| AIM OF THE TASK |
A line below contains "[[37, 165], [105, 168], [81, 85], [26, 139]]", and a later one contains "172], [413, 208]]]". Repeat both, with every line between them, exactly.

[Opening SOURCE INFORMATION section]

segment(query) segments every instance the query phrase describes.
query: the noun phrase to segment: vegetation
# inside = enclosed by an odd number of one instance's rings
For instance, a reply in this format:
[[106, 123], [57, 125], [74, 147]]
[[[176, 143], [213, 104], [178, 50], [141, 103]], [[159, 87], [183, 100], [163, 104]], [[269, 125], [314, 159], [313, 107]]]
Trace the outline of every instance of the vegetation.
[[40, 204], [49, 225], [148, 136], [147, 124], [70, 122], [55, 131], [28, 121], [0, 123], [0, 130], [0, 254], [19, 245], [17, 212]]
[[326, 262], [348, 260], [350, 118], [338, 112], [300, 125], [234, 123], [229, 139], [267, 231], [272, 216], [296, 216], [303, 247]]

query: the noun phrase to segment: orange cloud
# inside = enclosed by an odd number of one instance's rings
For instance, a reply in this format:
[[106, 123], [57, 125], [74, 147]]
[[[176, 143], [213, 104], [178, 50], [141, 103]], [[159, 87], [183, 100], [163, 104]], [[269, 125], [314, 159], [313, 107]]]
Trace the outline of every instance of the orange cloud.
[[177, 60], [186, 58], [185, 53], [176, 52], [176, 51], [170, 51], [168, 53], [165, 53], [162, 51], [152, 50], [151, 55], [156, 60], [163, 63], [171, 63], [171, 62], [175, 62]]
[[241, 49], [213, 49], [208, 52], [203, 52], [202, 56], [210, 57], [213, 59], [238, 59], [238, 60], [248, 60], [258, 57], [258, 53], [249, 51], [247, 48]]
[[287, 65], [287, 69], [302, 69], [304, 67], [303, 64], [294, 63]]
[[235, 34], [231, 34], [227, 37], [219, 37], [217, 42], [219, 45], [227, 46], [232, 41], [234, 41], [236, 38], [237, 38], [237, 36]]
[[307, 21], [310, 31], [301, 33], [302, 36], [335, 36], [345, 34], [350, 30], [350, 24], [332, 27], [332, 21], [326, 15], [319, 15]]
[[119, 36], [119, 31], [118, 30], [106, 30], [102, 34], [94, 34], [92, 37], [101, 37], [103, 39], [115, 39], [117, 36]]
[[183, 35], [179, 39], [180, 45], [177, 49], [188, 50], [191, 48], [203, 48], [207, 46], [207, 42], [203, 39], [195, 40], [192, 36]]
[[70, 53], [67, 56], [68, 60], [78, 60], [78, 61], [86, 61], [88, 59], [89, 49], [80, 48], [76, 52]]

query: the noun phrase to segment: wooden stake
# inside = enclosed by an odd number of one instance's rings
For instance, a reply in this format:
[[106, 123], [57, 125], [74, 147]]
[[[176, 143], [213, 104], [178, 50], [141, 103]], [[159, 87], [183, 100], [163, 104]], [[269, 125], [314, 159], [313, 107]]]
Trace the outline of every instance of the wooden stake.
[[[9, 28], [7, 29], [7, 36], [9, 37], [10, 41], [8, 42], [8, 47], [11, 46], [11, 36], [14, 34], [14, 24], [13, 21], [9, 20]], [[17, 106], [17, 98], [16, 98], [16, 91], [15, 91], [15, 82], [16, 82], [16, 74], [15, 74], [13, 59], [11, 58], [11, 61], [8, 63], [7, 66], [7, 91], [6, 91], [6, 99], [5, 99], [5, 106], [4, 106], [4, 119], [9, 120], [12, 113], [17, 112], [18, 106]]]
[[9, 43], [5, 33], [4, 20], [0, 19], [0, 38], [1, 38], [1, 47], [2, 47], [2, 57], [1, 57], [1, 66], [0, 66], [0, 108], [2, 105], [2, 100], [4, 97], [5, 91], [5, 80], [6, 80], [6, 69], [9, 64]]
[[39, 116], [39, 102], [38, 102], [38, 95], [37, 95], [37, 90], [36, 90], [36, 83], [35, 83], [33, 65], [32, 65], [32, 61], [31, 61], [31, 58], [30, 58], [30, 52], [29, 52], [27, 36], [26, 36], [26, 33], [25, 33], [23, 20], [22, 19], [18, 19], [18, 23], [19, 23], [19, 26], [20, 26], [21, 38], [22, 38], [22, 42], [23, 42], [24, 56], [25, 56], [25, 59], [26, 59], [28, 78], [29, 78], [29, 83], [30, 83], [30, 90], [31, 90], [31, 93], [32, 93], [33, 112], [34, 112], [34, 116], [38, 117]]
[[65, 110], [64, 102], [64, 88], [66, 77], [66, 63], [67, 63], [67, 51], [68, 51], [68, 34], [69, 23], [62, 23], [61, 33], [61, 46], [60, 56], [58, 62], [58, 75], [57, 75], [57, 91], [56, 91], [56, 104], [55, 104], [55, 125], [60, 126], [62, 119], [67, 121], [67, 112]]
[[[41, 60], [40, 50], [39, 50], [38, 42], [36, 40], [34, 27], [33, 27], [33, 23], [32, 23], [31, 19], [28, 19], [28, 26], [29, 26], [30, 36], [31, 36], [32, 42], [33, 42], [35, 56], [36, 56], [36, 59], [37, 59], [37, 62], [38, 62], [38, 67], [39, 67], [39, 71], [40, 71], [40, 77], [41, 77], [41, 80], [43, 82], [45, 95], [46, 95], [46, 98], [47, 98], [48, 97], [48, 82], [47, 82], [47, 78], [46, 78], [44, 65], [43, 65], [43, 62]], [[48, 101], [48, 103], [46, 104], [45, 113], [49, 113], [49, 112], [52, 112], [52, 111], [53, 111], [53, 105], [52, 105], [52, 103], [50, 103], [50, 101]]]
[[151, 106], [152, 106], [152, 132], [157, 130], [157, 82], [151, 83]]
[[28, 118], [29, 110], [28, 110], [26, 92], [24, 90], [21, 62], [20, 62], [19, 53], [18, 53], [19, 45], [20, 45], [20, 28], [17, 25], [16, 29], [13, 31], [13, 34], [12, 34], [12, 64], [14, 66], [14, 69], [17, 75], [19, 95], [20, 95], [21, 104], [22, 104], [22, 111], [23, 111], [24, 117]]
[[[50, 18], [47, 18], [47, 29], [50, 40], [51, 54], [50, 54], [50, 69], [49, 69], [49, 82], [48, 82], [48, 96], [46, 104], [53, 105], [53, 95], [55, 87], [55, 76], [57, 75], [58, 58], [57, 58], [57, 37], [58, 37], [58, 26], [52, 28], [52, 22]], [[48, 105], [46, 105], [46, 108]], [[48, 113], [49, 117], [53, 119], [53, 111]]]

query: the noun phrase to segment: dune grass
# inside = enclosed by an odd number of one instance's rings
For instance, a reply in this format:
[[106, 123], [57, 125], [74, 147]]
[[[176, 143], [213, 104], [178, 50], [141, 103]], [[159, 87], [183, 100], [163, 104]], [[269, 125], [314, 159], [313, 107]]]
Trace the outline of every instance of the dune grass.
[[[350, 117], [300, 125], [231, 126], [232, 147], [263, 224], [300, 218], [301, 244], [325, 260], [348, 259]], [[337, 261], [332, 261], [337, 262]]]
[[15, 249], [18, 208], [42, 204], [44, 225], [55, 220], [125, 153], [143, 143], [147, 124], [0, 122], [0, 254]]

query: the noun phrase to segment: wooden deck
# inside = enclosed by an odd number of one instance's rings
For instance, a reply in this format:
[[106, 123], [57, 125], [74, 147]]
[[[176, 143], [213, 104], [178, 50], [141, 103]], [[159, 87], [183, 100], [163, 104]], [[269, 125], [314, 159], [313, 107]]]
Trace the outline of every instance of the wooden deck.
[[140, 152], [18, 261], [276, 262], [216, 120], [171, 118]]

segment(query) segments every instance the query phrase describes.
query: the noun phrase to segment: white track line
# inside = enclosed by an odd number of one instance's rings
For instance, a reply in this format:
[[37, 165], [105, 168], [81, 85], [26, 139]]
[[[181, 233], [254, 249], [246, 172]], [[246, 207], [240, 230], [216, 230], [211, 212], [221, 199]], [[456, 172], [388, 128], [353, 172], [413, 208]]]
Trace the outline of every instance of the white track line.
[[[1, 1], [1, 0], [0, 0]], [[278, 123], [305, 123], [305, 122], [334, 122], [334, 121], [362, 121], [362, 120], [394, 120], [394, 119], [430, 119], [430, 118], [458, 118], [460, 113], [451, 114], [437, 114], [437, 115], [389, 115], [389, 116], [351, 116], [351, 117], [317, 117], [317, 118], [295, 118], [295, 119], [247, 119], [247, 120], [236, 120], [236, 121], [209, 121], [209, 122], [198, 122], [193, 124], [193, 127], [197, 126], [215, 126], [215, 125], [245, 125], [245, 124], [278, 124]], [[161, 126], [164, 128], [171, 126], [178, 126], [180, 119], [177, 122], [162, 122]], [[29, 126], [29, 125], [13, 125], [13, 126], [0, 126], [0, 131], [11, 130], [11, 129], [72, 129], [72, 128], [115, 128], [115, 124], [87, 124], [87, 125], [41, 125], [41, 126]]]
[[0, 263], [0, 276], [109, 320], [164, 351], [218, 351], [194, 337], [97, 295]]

[Closing SOURCE INFORMATION section]

| FINISHED TASK |
[[37, 165], [105, 168], [81, 85], [26, 139]]
[[[181, 233], [254, 249], [246, 172]], [[246, 207], [240, 230], [216, 230], [211, 212], [221, 199]], [[456, 172], [388, 128], [353, 172], [413, 208]]]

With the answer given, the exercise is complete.